_Exercise requirements_
Pick out each line of the data below that contains the word "boat", and copy those lines.

_Information provided_
........

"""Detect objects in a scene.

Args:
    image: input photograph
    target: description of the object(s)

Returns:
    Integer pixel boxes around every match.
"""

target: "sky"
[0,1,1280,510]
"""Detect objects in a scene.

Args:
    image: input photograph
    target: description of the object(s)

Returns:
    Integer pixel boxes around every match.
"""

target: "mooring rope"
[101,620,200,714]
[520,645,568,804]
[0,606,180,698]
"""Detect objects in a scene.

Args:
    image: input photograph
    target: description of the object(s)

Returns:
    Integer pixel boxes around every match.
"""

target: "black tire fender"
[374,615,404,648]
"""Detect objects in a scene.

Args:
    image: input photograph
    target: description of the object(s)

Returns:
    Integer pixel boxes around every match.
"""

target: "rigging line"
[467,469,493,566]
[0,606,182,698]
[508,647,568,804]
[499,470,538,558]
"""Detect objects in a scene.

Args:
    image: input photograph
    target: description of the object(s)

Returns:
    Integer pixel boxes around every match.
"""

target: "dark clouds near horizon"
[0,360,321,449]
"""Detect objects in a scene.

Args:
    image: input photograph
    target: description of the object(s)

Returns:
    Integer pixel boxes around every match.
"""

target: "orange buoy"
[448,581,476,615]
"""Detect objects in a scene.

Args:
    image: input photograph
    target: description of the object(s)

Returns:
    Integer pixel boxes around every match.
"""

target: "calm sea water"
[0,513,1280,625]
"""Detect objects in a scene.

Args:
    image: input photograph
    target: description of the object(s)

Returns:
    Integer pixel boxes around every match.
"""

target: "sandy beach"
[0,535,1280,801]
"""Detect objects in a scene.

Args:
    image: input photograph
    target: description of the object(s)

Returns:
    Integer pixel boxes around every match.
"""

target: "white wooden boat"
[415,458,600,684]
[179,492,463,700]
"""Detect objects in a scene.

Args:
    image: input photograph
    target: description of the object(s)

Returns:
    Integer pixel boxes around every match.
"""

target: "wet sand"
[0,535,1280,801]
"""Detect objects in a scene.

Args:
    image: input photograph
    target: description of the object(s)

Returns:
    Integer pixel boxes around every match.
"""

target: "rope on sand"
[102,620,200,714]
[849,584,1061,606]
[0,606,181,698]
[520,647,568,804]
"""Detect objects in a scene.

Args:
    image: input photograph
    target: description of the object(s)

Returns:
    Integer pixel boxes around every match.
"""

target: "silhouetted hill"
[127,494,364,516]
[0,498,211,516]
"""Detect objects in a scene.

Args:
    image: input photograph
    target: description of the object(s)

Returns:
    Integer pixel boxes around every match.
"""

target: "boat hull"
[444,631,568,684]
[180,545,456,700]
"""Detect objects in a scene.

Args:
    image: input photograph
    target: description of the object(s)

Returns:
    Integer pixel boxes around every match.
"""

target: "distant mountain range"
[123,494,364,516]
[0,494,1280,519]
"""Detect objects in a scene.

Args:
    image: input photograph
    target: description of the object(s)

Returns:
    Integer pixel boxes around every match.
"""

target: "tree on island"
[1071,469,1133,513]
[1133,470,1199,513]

........

_Full response_
target: "white wooden boat"
target: "boat hull"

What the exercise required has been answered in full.